### Available data
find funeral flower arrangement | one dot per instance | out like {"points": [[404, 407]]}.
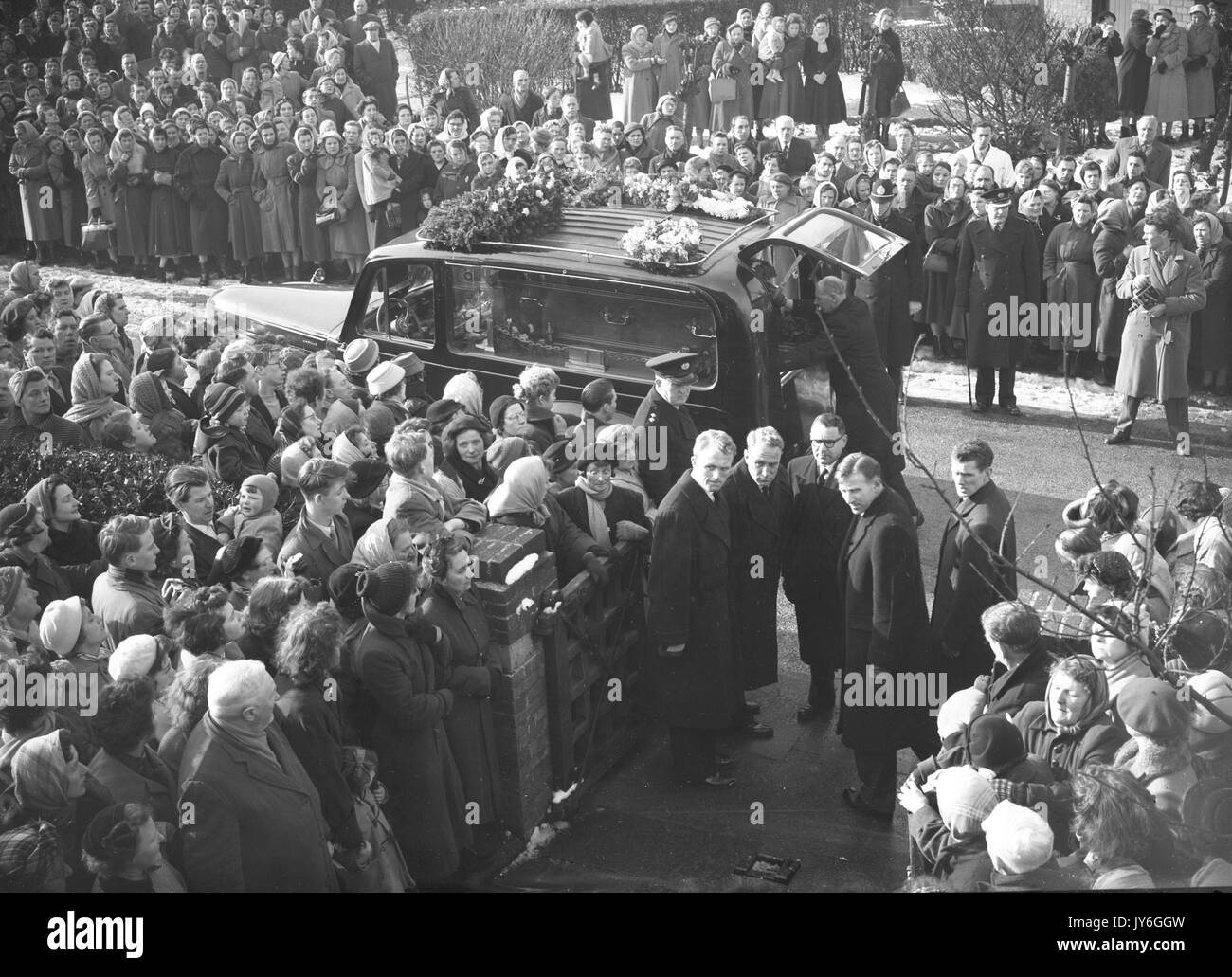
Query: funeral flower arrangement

---

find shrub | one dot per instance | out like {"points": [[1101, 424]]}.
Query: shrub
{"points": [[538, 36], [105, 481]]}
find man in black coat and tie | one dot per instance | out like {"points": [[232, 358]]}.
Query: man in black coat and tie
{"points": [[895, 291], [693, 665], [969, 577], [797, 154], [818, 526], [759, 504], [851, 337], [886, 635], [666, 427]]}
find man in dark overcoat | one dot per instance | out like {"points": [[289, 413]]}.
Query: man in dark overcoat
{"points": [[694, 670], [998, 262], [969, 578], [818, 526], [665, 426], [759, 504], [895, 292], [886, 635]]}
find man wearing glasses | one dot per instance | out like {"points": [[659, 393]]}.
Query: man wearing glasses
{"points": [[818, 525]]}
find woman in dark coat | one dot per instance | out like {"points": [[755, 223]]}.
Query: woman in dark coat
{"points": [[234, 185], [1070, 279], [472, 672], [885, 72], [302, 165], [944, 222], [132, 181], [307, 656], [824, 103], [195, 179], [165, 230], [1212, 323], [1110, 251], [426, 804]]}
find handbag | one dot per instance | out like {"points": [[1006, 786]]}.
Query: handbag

### The task
Rewrite the lines between the one holding "find funeral flower" and the one holding "Query: funeral flower arrangement", inclusive, with "arrangement" replaced by "wreath" and all else unchanged. Omit the pictures from your answer.

### Response below
find funeral flower wreath | one dot per instance | out like {"points": [[404, 407]]}.
Query: funeral flower wreath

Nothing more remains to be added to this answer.